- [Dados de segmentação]
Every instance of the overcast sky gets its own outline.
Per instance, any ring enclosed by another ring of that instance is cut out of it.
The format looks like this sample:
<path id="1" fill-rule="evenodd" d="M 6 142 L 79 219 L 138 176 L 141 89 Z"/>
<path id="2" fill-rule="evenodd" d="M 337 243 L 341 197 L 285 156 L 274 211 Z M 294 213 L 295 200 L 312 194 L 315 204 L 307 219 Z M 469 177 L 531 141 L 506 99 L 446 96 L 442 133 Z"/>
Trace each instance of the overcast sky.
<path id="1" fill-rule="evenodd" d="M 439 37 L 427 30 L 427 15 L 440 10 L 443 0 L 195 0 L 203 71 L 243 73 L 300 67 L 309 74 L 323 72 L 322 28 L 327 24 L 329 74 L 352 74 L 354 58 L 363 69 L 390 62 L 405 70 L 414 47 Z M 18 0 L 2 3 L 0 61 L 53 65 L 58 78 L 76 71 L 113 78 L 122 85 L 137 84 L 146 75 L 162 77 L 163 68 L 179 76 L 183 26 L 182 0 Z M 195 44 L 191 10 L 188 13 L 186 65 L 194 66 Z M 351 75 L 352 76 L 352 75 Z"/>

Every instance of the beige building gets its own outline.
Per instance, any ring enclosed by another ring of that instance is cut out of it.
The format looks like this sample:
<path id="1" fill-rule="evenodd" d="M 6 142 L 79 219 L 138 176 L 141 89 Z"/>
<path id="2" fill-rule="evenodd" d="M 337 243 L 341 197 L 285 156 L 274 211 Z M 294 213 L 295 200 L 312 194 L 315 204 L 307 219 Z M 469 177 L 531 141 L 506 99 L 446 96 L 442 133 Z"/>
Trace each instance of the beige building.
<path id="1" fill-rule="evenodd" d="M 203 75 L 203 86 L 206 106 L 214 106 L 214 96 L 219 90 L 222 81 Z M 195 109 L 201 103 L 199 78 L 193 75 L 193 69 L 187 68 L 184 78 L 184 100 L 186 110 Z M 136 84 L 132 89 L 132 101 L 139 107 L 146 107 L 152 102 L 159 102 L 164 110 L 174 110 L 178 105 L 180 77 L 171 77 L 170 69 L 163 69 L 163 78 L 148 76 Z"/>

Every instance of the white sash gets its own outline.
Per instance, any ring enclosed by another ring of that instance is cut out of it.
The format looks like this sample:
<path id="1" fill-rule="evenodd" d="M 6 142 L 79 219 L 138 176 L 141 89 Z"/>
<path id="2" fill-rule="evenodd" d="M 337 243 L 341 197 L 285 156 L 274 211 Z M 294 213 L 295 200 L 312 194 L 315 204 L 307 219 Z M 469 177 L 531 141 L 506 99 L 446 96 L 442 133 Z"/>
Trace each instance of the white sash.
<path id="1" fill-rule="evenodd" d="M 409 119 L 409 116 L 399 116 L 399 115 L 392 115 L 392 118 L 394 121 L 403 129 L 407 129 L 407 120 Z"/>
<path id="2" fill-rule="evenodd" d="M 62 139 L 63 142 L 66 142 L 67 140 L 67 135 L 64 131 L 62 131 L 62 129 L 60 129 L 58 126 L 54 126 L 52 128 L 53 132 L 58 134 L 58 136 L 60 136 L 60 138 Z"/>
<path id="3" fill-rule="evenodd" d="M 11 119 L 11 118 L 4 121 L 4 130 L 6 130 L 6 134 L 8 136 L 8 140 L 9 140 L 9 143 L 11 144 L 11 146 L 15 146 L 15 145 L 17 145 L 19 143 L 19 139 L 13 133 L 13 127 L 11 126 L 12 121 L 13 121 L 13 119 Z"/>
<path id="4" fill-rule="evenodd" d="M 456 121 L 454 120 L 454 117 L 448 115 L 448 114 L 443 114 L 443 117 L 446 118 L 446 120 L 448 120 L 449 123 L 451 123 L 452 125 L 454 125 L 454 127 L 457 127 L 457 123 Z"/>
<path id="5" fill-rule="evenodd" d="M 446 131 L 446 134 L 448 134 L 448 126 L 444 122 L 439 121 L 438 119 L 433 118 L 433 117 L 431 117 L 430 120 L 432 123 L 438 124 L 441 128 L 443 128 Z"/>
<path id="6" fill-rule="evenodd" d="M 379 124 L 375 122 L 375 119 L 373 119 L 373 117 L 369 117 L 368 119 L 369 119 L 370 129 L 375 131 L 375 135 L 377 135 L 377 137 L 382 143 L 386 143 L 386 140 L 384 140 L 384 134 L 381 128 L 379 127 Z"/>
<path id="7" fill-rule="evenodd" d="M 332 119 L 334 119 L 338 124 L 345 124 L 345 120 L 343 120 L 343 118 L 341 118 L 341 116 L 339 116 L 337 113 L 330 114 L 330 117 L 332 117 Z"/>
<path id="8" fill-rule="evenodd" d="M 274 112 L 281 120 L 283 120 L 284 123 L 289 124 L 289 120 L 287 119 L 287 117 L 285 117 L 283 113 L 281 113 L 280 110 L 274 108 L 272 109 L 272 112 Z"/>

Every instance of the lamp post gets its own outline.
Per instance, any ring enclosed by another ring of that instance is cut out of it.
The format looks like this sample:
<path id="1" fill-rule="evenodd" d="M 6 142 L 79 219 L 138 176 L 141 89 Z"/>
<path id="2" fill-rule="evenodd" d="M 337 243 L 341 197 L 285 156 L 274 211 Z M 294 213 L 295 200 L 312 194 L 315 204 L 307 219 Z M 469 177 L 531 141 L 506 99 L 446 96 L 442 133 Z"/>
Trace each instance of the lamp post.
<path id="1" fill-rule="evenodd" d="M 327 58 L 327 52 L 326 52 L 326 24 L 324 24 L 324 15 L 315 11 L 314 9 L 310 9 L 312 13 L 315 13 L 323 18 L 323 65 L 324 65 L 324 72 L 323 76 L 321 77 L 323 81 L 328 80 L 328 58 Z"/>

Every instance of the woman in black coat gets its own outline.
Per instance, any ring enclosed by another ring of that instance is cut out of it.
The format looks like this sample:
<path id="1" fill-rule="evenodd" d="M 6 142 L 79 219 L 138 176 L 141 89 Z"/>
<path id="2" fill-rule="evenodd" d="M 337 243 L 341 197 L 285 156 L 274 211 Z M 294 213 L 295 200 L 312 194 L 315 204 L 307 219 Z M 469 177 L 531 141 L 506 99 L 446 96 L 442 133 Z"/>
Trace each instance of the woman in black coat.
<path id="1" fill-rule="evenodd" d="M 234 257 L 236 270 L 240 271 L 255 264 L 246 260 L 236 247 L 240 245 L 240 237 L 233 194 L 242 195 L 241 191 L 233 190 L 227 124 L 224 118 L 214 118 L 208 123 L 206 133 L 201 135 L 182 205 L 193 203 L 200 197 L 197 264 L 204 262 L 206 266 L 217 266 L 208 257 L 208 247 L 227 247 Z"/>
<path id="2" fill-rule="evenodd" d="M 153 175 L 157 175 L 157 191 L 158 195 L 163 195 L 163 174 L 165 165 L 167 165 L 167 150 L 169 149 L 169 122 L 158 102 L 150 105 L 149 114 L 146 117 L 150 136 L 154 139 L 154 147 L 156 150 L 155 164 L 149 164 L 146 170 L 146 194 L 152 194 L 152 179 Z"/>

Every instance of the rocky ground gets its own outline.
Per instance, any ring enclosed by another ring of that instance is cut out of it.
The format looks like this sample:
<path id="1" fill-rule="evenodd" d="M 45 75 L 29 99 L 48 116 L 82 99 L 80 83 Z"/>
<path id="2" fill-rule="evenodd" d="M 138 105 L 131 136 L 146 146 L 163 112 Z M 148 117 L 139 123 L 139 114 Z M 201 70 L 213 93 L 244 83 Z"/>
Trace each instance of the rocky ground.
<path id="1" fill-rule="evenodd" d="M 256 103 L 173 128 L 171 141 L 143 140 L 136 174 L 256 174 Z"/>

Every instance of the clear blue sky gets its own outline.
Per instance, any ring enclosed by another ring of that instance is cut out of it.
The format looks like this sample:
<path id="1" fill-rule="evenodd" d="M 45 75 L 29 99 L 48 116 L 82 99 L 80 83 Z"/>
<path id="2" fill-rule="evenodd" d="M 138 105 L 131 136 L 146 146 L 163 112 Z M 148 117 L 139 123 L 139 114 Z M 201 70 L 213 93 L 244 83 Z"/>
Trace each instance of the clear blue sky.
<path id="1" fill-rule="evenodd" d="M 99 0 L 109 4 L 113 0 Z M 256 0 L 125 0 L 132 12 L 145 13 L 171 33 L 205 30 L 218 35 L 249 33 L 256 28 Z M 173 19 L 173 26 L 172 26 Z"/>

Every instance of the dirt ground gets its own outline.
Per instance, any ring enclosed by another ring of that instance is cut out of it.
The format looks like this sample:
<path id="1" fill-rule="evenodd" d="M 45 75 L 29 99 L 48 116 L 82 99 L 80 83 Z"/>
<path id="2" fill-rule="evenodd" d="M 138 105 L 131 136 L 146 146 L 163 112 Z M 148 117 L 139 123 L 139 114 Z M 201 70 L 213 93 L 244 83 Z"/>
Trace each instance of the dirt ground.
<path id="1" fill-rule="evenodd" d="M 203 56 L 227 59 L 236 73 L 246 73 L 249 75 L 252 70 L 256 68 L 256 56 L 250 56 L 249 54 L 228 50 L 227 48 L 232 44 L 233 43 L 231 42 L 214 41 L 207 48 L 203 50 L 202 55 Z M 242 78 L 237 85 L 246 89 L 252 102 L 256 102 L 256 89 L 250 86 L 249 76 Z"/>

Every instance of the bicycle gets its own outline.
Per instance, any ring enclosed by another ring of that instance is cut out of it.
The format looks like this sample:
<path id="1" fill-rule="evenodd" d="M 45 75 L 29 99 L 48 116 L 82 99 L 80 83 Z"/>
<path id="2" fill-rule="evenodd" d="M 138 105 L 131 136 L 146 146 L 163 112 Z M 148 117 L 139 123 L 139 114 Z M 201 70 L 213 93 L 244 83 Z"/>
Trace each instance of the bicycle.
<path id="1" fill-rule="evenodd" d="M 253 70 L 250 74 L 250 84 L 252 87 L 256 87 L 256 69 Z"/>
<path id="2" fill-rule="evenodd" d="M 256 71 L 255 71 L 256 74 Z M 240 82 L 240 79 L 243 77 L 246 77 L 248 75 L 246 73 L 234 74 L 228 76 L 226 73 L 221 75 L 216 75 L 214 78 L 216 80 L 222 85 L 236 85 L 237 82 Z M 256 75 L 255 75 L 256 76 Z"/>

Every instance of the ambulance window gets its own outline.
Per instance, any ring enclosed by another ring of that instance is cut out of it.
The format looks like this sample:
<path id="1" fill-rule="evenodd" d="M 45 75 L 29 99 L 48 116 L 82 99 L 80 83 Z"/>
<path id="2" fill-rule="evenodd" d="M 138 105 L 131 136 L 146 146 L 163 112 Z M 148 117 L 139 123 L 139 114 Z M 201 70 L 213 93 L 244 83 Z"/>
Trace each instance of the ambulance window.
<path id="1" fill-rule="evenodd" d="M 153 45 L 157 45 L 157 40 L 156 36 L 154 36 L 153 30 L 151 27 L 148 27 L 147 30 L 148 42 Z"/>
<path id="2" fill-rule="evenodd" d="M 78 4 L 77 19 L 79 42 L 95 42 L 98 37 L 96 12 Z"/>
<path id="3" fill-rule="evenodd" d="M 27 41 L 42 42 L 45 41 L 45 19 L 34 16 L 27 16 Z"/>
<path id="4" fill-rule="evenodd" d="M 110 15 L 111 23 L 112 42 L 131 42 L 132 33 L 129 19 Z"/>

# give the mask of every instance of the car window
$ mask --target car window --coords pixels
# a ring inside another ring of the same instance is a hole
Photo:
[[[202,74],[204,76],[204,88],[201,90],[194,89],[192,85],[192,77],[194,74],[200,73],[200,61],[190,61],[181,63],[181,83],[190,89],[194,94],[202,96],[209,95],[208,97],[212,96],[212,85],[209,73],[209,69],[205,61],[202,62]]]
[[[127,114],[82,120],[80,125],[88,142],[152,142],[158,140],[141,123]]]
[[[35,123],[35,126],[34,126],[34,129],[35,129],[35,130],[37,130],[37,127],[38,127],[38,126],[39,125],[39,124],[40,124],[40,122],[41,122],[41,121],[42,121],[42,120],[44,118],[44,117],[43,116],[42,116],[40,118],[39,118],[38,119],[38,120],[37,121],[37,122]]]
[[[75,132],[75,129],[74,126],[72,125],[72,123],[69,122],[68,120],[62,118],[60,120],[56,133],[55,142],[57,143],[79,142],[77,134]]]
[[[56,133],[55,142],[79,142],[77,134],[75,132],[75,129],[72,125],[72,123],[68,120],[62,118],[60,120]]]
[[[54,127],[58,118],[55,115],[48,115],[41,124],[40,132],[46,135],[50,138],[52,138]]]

- [ENUNCIADO DA TAREFA]
Cite sem alterações o trecho dos registros acima que vai da linha que contém "Every instance of the lamp" até a linha que contém "327 58 L 327", incluindo as duas.

- [RESPOSTA]
Every instance of the lamp post gets its own outline.
Per instance, any ring enclosed by another ring of that instance is cut out of it.
The format looks like this sample:
<path id="1" fill-rule="evenodd" d="M 6 142 L 79 219 L 138 176 L 141 89 Z"/>
<path id="2" fill-rule="evenodd" d="M 337 243 L 341 197 L 285 156 L 274 211 Z M 294 213 L 295 200 L 312 194 L 315 204 L 307 219 Z M 469 177 L 531 141 L 506 99 L 446 96 L 442 133 Z"/>
Trace each instance of the lamp post.
<path id="1" fill-rule="evenodd" d="M 327 58 L 327 52 L 326 52 L 326 24 L 324 24 L 324 15 L 315 11 L 314 9 L 310 9 L 312 13 L 315 13 L 323 18 L 323 65 L 324 65 L 324 72 L 323 76 L 321 77 L 323 81 L 328 80 L 328 58 Z"/>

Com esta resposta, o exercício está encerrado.